Exercise brief: The line holding "Please place a point on the person wearing sun" and every line after it through the end of the entries below: retype these exactly and nothing more.

Point localization data:

----

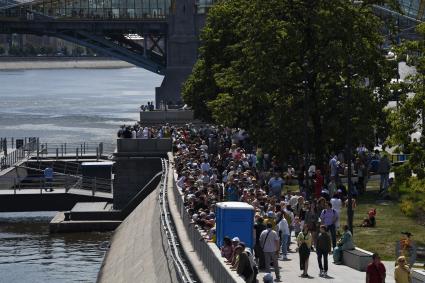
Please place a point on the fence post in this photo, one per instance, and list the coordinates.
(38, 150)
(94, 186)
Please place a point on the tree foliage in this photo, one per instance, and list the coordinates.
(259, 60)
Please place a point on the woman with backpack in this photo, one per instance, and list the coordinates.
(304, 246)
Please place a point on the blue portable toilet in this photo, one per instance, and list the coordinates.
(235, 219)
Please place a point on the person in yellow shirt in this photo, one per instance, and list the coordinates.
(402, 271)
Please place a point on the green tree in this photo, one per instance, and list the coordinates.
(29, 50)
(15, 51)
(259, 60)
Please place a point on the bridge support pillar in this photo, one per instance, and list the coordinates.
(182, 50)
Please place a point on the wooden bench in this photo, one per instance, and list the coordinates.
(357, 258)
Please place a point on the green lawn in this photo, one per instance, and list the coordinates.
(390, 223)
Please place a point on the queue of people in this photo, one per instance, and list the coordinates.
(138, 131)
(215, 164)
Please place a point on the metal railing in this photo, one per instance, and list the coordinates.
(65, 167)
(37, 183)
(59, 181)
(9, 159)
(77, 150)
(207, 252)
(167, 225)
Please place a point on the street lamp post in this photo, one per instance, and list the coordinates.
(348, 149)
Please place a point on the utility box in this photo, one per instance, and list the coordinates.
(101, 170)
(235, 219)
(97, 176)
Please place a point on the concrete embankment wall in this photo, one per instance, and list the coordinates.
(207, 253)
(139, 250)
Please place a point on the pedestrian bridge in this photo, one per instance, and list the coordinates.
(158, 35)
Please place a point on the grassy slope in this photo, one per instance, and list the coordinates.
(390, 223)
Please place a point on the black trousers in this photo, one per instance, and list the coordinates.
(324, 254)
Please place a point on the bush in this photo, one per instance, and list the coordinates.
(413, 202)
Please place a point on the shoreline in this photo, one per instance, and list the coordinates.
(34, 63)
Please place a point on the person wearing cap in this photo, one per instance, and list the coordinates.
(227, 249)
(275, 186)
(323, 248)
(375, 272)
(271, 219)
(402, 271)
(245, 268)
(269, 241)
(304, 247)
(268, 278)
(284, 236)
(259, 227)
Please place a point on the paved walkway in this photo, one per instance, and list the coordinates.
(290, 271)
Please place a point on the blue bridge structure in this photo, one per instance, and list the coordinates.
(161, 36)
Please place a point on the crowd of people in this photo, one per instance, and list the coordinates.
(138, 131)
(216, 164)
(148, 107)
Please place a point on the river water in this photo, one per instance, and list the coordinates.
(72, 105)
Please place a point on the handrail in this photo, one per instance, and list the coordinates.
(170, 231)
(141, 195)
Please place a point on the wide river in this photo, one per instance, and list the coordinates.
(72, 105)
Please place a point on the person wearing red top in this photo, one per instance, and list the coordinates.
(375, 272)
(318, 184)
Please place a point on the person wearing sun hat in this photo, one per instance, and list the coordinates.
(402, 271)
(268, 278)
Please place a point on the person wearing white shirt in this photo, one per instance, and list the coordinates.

----

Expected answer:
Please place a point on the person wearing sun hat in this photo, one per instance, and list the coordinates.
(402, 271)
(268, 278)
Please place a point on the person wearing white shirt in this photo, one per instance, and list the coordinates.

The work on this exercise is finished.